● **PAGE TEXT**:
Friday Morning Coffee Nr. 136 : Don't axe the AXA investment case

280121 Friday Morning Coffee

Friday Morning Coffee Nr. 136 : Don't axe the AXA investment case

The stock-market performance of insurers has been historically tightly linked to the evolution of corporate spreads. In case of economic stress, spreads increase as investors want to be remunerated for the increased risk of corporate defaults. This is bad news for insurers who hold large bond portfolios and are heavily invested in corporates in their quest for yield. So it is not as surprise that the European insurance sector underperformed during the pandemic. But hold on a second : spreads have normalized in the meantime. However, stock prices of the insurers have not recovered as can be seen in the graph below from Kepler Cheuvreux.

Is it time to have a second look at the sector ?

We firmly believe corporate spreads may actually matter less to the insurers than their stock price performance suggests. Indeed, insurers will often hold their bond portfolio till maturity and should be fine for as long as the debtors pay interest and reimburse the principal. Therefore, default rates in corporates are much more relevant. According to a model developed by Kepler Cheuvreux, a repeat of the 2008-2009 financial crisis and the peak of the Great Depression would have an impact of 1% to 3% on the solvency ratios of European insurers, indeed a very manageable situation.

● **TASK REQUIREMENTS**:
A. Quote the Friday Morning Coffee note on insurers word for word, everything from "The stock-market performance" down to "the sector ?".
B. Extend the Friday Morning Coffee note on insurers, picking up right after its last sentence.

[Point-per-instance localization entries]

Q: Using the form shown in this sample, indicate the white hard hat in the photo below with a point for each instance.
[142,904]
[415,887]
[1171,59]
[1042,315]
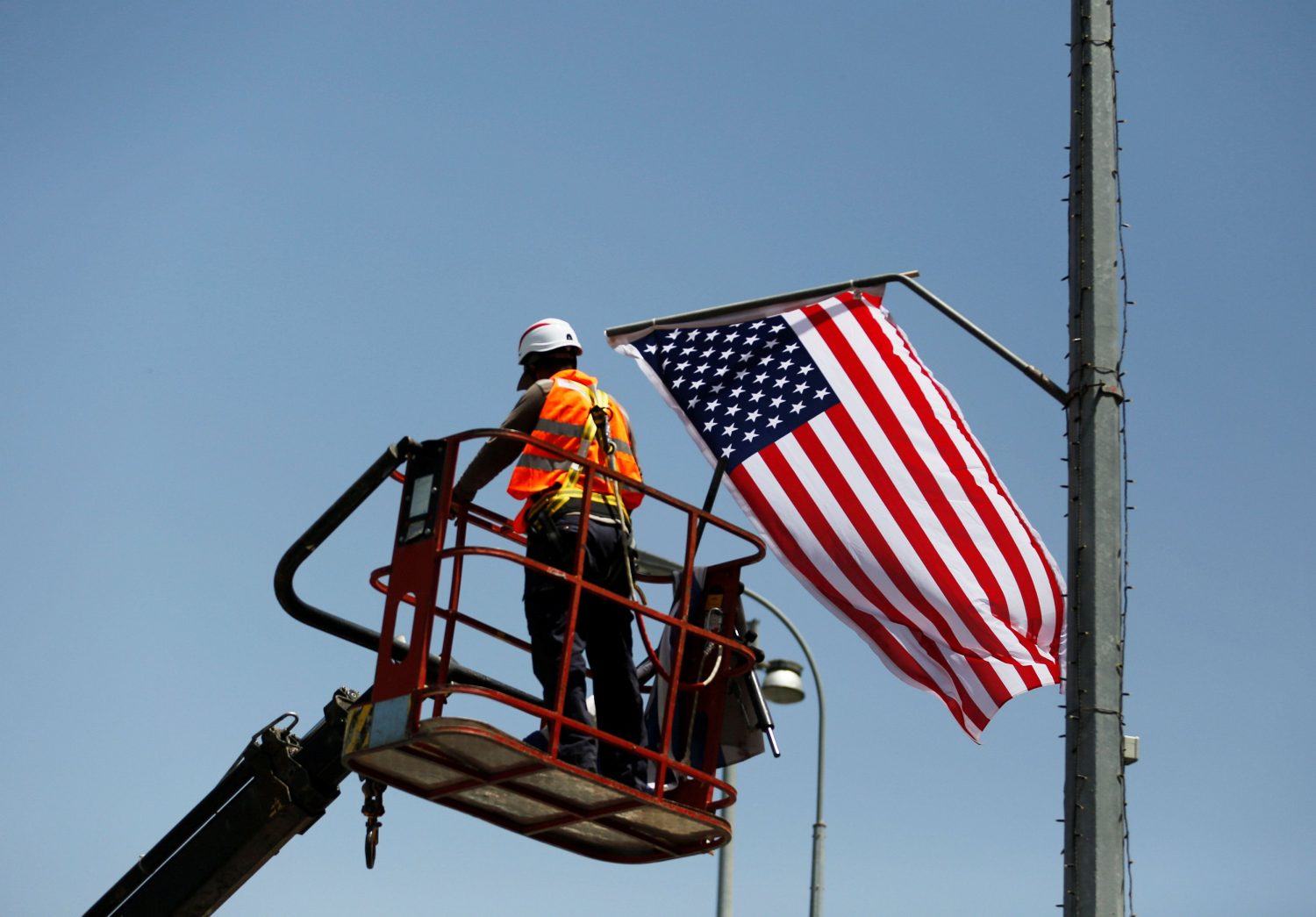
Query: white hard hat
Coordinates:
[547,334]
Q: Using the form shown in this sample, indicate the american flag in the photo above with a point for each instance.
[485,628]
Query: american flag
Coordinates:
[860,471]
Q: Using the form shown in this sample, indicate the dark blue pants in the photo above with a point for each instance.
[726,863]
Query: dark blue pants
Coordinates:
[603,635]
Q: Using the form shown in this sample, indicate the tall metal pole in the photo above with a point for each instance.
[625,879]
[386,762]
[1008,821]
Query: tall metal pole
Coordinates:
[1094,767]
[726,854]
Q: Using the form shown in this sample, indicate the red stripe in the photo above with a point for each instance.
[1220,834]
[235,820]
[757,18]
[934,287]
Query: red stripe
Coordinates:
[960,604]
[883,641]
[1057,593]
[828,541]
[916,463]
[976,656]
[982,504]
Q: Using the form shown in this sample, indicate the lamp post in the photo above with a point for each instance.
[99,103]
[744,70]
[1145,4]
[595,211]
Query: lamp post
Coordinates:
[783,685]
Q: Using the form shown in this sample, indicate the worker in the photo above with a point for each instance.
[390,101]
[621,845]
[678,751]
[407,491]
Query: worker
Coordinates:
[563,407]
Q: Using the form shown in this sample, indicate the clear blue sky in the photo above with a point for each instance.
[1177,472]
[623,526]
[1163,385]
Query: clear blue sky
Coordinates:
[245,247]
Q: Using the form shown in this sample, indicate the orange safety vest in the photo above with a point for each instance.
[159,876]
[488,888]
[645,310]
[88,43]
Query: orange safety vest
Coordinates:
[547,480]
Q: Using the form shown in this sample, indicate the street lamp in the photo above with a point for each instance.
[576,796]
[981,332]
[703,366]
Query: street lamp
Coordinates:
[783,685]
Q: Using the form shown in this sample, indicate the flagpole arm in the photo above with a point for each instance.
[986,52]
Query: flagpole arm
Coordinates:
[999,349]
[719,469]
[713,313]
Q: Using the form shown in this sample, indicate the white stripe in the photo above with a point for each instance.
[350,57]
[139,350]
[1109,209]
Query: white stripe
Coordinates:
[839,516]
[923,579]
[952,490]
[1041,567]
[790,517]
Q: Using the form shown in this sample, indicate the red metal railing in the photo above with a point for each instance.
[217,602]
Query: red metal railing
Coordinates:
[705,651]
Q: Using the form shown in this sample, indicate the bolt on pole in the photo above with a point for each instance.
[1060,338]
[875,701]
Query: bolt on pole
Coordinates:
[1094,767]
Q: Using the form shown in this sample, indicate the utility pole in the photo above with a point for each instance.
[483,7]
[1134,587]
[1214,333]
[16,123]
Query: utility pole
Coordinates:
[1094,748]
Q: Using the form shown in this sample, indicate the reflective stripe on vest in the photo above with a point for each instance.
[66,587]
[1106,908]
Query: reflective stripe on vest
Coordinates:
[565,423]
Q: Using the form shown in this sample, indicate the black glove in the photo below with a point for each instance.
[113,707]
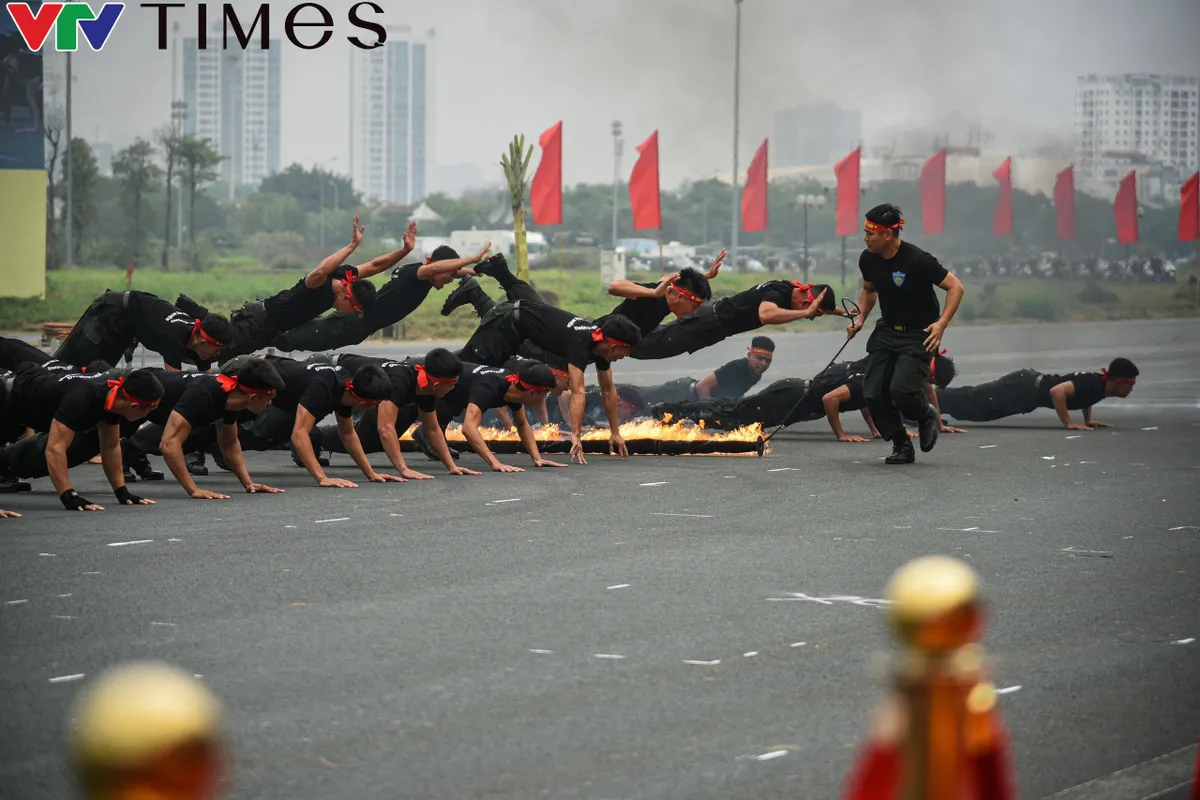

● **RESPONSES TO THE TASKS**:
A.
The stock-market performance of insurers has been historically tightly linked to the evolution of corporate spreads. In case of economic stress, spreads increase as investors want to be remunerated for the increased risk of corporate defaults. This is bad news for insurers who hold large bond portfolios and are heavily invested in corporates in their quest for yield. So it is not as surprise that the European insurance sector underperformed during the pandemic. But hold on a second : spreads have normalized in the meantime. However, stock prices of the insurers have not recovered as can be seen in the graph below from Kepler Cheuvreux.

Is it time to have a second look at the sector ?

B.
In our screenings, AXA stands out as one of the lowest valued European non-life focused insurers on price to earnings and price to book. Axa has indeed traded at a discount since the acquisition of XL Group, a specialist commercial insurance business. The de-risked life division is now smaller than non-life and it has built strong profitable franchises in asset management and health. Axa is today a well-diversified business across divisions and regions making the company more resilient. It has divested the more volatile US life business.

According to our modelling the current valuation implies the company will generate a return on equity of only 5% per year going forward into perpetuity. Over the past ten years the median ROE was 8.8% (source: Bloomberg). The stock trades at 6.9 times consensus 2021 earnings and 0.6 times book. Dividend yield 2021 is now estimated at 8%. In the short term there may be uncertainties around capital return due to regulatory pressure after the COVID-19 pandemic. However, for the long-term investors we are, we see an investment opportunity here and have built a position in our portfolios.